Directions: Using the entries below, transcribe exactly the line containing "Target: gravel track bed" and each line that follows it to the end.

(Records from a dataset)

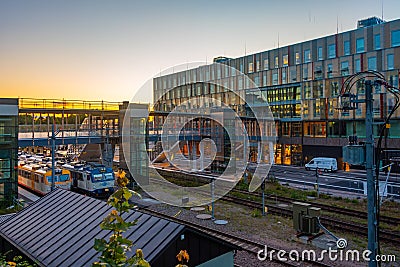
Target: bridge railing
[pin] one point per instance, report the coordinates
(32, 103)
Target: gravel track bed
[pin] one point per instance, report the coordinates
(273, 231)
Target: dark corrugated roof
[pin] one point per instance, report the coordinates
(60, 228)
(5, 217)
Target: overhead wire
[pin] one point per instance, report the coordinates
(348, 83)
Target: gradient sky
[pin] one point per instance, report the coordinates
(106, 50)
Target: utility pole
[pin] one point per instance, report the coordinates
(316, 180)
(53, 148)
(371, 189)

Written answer:
Target: gravel track bed
[pin] one point per instance, report the coordinates
(273, 231)
Target: dark corrugated roof
[pin] one point per instance, report the coordinates
(60, 228)
(5, 217)
Target: overhead wire
[pin] one point per instance, report the coordinates
(348, 83)
Target: gradient sky
[pin] one point per instance, report the coordinates
(106, 50)
Target: utility pole
[pin] one point per instance, report the coordinates
(316, 180)
(53, 148)
(371, 189)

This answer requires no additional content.